• Available records

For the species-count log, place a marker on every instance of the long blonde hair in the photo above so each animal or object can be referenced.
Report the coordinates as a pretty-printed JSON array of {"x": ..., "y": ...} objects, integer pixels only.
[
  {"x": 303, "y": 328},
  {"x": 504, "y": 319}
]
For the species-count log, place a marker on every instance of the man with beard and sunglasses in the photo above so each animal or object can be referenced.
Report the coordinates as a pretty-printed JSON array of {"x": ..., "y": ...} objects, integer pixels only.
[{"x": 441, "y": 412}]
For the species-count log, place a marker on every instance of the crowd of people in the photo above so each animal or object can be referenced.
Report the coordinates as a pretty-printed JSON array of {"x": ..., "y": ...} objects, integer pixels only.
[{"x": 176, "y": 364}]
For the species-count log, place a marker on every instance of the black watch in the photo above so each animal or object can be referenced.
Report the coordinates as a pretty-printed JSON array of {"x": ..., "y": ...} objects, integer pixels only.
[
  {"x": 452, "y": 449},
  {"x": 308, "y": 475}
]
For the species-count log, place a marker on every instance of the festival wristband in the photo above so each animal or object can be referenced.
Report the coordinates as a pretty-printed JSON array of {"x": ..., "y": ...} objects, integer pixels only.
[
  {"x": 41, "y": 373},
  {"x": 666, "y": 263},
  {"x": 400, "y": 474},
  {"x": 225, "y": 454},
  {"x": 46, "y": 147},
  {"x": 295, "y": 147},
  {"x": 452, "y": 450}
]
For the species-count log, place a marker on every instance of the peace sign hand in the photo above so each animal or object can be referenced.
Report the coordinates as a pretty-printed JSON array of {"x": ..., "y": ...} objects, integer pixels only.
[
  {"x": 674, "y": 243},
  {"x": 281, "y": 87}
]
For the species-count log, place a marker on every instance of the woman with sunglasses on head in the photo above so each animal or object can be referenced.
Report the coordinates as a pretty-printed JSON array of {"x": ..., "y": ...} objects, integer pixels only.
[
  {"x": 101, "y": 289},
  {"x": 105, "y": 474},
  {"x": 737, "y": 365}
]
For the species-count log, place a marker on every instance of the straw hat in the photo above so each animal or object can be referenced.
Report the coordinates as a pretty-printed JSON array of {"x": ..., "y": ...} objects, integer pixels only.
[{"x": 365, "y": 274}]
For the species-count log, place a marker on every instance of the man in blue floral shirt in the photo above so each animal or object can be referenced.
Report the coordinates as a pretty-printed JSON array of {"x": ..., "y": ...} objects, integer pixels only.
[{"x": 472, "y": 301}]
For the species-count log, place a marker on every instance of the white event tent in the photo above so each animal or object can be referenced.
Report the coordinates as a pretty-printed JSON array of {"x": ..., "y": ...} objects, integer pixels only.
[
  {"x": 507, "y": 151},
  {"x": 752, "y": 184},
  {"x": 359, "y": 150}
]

• To do
Print the material exactly as written, omitting nothing.

• Expected answer
For the species-count log, place a marker on every instance of the long blonde hair in the photo above so each animal or object can be referenced.
Report the coordinates as a pretty-printed JSON array of {"x": ..., "y": ...} objects, integer pixels only.
[
  {"x": 303, "y": 328},
  {"x": 504, "y": 319}
]
For the species-count log, place a marker on every instance of the man with beard and sunglasses in the photo above so each animal or object can be referenced.
Report the coordinates as a pretty-printed JSON array of {"x": ..., "y": ...} objects, integer pixels only.
[{"x": 441, "y": 412}]
For the species-count log, place a marker on every instance of the crowd of people in the photo above so each animal or object can be referenced.
Report the coordinates as a pretty-printed JSON array of {"x": ..., "y": ...} objects, integer pixels only.
[{"x": 176, "y": 364}]
For the species-count log, place a marker on every instance of the black watch in the photo above so each animal or object can be referenced.
Report the coordinates as a pretty-printed JSON array of {"x": ..., "y": ...} objects, integer pixels only.
[
  {"x": 452, "y": 449},
  {"x": 308, "y": 475}
]
For the species-count log, place a marker on every instance of the festival wristband in the photo above so each animal or object can be referenced.
Report the coordinates as a pretty-printed JSON array of {"x": ..., "y": ...} objects, integer pixels only.
[
  {"x": 41, "y": 373},
  {"x": 666, "y": 263},
  {"x": 400, "y": 474},
  {"x": 225, "y": 454},
  {"x": 46, "y": 147},
  {"x": 295, "y": 147},
  {"x": 452, "y": 450}
]
For the species-count log, place a marker on every instance of the peace sign hand in the photo above so each animal or object can be referenced.
Report the coordinates as a pretty-printed JSON array of {"x": ..., "y": ...} objects, integer pixels only.
[
  {"x": 674, "y": 243},
  {"x": 281, "y": 87}
]
For the species-count log, place a marker on every instance of the woman with sunglasses on head in the photo above so each animal or object can be referenced.
Report the coordinates as a pretty-printed JSON array of {"x": ..., "y": ...} objects, integer pixels only.
[
  {"x": 101, "y": 289},
  {"x": 105, "y": 474},
  {"x": 737, "y": 365}
]
For the species-count log, place a marker on every instance of the straw hat in the photo above so each animal or object can be referenced.
Report the coordinates as a pretty-printed JSON array of {"x": ..., "y": ...} objects, integer pixels only.
[{"x": 365, "y": 274}]
For the species-count log, place a marker on every instance of the man in blue floral shirt in the photo above so each animal or object can be referenced.
Report the coordinates as a pretty-printed JSON array of {"x": ..., "y": ...} objects, integer pixels only.
[{"x": 472, "y": 301}]
For the species-count log, place a marker on every instance of the white event tent in the photo above so each animal or object can be referenced.
Report the coordinates as a pretty-printed JSON array of {"x": ..., "y": ...} objects, integer pixels only.
[
  {"x": 507, "y": 151},
  {"x": 752, "y": 184},
  {"x": 359, "y": 150}
]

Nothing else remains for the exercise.